(Shape labeling records)
+--

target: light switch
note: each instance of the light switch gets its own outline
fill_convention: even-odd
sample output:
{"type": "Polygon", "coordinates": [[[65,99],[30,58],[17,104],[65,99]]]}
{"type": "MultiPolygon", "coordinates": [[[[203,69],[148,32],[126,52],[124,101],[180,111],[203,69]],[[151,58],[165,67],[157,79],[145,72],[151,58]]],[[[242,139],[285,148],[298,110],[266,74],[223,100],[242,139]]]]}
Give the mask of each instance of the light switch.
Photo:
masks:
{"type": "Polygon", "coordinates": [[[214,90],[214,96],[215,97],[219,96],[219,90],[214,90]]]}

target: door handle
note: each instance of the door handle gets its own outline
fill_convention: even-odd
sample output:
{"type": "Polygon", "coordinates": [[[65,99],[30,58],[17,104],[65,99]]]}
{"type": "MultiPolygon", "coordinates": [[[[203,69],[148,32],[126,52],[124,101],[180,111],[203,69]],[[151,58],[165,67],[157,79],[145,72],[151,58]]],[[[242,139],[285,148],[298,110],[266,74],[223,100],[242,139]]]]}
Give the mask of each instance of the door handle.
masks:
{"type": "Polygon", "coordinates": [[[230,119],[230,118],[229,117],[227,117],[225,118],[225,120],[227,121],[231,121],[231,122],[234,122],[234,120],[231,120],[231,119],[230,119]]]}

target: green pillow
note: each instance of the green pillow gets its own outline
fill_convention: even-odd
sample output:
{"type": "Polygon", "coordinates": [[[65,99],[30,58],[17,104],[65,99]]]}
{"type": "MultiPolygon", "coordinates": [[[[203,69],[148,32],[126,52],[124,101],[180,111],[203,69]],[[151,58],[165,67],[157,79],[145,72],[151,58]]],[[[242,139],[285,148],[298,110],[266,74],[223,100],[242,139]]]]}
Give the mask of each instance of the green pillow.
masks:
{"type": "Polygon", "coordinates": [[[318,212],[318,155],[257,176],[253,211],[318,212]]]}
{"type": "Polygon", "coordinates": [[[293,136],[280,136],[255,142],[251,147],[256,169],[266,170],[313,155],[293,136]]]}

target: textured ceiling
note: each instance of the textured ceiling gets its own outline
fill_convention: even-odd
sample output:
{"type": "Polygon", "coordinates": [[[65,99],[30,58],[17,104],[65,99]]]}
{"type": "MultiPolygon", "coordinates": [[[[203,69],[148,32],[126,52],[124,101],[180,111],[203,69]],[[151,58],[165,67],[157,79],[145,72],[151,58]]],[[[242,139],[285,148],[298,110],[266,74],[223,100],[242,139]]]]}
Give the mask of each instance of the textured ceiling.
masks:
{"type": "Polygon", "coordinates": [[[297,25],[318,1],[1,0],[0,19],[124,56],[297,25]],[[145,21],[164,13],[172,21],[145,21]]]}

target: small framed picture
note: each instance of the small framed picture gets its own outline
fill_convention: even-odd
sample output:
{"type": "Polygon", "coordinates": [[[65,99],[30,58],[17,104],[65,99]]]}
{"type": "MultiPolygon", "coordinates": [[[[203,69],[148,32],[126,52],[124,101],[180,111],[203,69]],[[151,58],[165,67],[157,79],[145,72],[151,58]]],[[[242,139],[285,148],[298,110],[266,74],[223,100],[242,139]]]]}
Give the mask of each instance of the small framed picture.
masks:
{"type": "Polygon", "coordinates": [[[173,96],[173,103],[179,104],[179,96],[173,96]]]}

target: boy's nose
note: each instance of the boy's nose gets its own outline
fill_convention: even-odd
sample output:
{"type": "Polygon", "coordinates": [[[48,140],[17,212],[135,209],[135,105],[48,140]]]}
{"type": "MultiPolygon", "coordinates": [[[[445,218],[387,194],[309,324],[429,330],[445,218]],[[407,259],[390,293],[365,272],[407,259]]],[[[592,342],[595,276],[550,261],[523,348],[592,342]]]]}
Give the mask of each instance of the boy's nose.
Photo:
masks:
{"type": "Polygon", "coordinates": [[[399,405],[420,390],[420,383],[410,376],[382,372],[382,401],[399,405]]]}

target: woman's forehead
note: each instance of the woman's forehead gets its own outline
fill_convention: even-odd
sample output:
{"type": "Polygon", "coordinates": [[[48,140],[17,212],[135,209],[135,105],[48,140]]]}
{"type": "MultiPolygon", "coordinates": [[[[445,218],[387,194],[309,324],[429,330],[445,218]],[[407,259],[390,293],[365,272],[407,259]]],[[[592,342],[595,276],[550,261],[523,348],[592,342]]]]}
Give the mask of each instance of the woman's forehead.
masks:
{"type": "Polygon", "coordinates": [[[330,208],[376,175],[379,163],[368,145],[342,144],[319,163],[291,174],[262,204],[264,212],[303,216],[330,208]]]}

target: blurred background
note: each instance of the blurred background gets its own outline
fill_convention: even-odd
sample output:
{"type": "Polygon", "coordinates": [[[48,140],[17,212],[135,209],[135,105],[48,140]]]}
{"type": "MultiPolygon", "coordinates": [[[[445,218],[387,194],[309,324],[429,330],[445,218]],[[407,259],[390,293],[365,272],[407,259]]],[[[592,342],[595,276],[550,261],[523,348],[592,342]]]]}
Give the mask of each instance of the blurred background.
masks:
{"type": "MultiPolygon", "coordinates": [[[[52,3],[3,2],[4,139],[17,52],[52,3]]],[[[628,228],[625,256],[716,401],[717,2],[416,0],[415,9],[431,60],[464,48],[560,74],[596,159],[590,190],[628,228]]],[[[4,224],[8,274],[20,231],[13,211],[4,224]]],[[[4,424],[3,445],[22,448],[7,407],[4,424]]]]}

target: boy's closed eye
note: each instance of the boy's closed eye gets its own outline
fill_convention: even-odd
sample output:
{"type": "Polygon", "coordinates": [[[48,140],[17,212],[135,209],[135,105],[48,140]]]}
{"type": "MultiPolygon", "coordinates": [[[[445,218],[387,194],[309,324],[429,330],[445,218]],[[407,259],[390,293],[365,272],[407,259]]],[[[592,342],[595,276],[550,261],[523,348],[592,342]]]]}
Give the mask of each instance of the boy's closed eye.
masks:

+--

[Written exercise]: Give an exact copy of all the data shown above.

[Exercise output]:
target: light switch
note: each instance of the light switch gets its own outline
fill_convention: even-odd
sample output:
{"type": "Polygon", "coordinates": [[[65,99],[30,58],[17,104],[65,99]]]}
{"type": "MultiPolygon", "coordinates": [[[[203,69],[148,32],[126,52],[124,101],[180,111],[203,69]],[[151,58],[165,67],[157,79],[145,72],[151,58]]],[[[242,139],[285,148],[298,110],[266,74],[223,100],[242,139]]]]}
Give the mask of each instance of the light switch.
Photo:
masks:
{"type": "Polygon", "coordinates": [[[214,90],[214,96],[215,97],[219,96],[219,90],[214,90]]]}

target: door handle
note: each instance of the door handle gets its own outline
fill_convention: even-odd
sample output:
{"type": "Polygon", "coordinates": [[[65,99],[30,58],[17,104],[65,99]]]}
{"type": "MultiPolygon", "coordinates": [[[[203,69],[148,32],[126,52],[124,101],[180,111],[203,69]],[[151,58],[165,67],[157,79],[145,72],[151,58]]],[[[242,139],[285,148],[298,110],[266,74],[223,100],[242,139]]]]}
Give the mask of each instance of the door handle.
masks:
{"type": "Polygon", "coordinates": [[[230,119],[230,118],[229,117],[227,117],[225,118],[225,120],[227,121],[231,121],[231,122],[234,122],[234,120],[231,120],[231,119],[230,119]]]}

target: green pillow
note: each instance of the green pillow gets its own outline
fill_convention: even-odd
sample output:
{"type": "Polygon", "coordinates": [[[65,99],[30,58],[17,104],[65,99]]]}
{"type": "MultiPolygon", "coordinates": [[[[203,69],[148,32],[126,52],[124,101],[180,111],[203,69]],[[151,58],[165,67],[157,79],[145,72],[151,58]]],[[[242,139],[285,148],[298,110],[266,74],[223,100],[242,139]]]]}
Give the mask of each instance of the green pillow.
masks:
{"type": "Polygon", "coordinates": [[[318,212],[318,155],[257,176],[253,211],[318,212]]]}
{"type": "Polygon", "coordinates": [[[293,136],[280,136],[255,142],[251,147],[256,169],[266,170],[313,155],[293,136]]]}

target: textured ceiling
note: each instance of the textured ceiling gets its own outline
fill_convention: even-odd
sample output:
{"type": "Polygon", "coordinates": [[[65,99],[30,58],[17,104],[65,99]]]}
{"type": "MultiPolygon", "coordinates": [[[[203,69],[148,32],[126,52],[124,101],[180,111],[203,69]],[[151,58],[165,67],[157,79],[145,72],[151,58]]],[[[242,139],[285,148],[298,110],[266,74],[223,100],[242,139]]]]}
Give the mask of each instance of the textured ceiling.
masks:
{"type": "Polygon", "coordinates": [[[297,25],[318,1],[1,0],[0,19],[124,56],[297,25]],[[145,21],[164,13],[172,21],[145,21]]]}

target: small framed picture
note: each instance of the small framed picture gets its own outline
fill_convention: even-odd
sample output:
{"type": "Polygon", "coordinates": [[[65,99],[30,58],[17,104],[65,99]]]}
{"type": "MultiPolygon", "coordinates": [[[[203,69],[148,32],[126,52],[124,101],[180,111],[203,69]],[[151,58],[165,67],[157,79],[145,72],[151,58]]],[[[242,139],[285,148],[298,110],[266,74],[223,100],[242,139]]]]}
Give the mask of each instance of the small framed picture.
masks:
{"type": "Polygon", "coordinates": [[[173,96],[173,103],[179,104],[179,96],[173,96]]]}

target: boy's nose
note: each instance of the boy's nose gets its own outline
fill_convention: even-odd
sample output:
{"type": "Polygon", "coordinates": [[[48,140],[17,212],[135,209],[135,105],[48,140]]]}
{"type": "MultiPolygon", "coordinates": [[[[445,218],[387,194],[309,324],[429,330],[445,218]],[[407,259],[390,293],[365,272],[407,259]]],[[[592,342],[595,276],[550,261],[523,348],[592,342]]]]}
Give the mask of each instance of the boy's nose.
Photo:
masks:
{"type": "Polygon", "coordinates": [[[399,405],[420,390],[420,383],[410,376],[382,372],[382,401],[399,405]]]}

target: woman's forehead
note: each instance of the woman's forehead gets its own outline
fill_convention: even-odd
sample output:
{"type": "Polygon", "coordinates": [[[48,140],[17,212],[135,209],[135,105],[48,140]]]}
{"type": "MultiPolygon", "coordinates": [[[[445,218],[387,194],[309,324],[429,330],[445,218]],[[407,259],[390,293],[365,272],[407,259]]],[[[592,342],[595,276],[550,261],[523,348],[592,342]]]]}
Give the mask of each instance of the woman's forehead.
masks:
{"type": "Polygon", "coordinates": [[[330,208],[376,175],[379,163],[368,145],[342,144],[319,163],[291,174],[262,204],[264,212],[303,216],[330,208]]]}

target: blurred background
note: each instance of the blurred background gets its own outline
fill_convention: even-odd
sample output:
{"type": "Polygon", "coordinates": [[[48,140],[17,212],[135,209],[135,105],[48,140]]]}
{"type": "MultiPolygon", "coordinates": [[[[445,218],[387,194],[309,324],[429,330],[445,218]],[[407,259],[390,293],[365,272],[407,259]]],[[[592,342],[595,276],[550,261],[523,348],[592,342]]]]}
Give the mask of each instance of the blurred background.
masks:
{"type": "MultiPolygon", "coordinates": [[[[52,3],[3,2],[4,139],[17,52],[52,3]]],[[[628,228],[625,256],[716,401],[717,2],[416,0],[415,9],[431,60],[464,48],[560,74],[596,159],[590,190],[628,228]]],[[[4,224],[8,274],[20,231],[13,211],[4,224]]],[[[4,424],[3,445],[22,448],[7,407],[4,424]]]]}

target: boy's closed eye
note: each instance of the boy's closed eye gets its own outline
fill_convention: even-odd
sample output:
{"type": "Polygon", "coordinates": [[[48,140],[17,212],[135,209],[135,105],[48,140]]]}
{"type": "MultiPolygon", "coordinates": [[[[445,218],[387,194],[309,324],[429,330],[445,218]],[[407,259],[390,293],[365,272],[407,259]]],[[[592,342],[595,276],[550,261],[523,348],[592,342]]]]}
Give the mask of each instance of the boy's closed eye.
masks:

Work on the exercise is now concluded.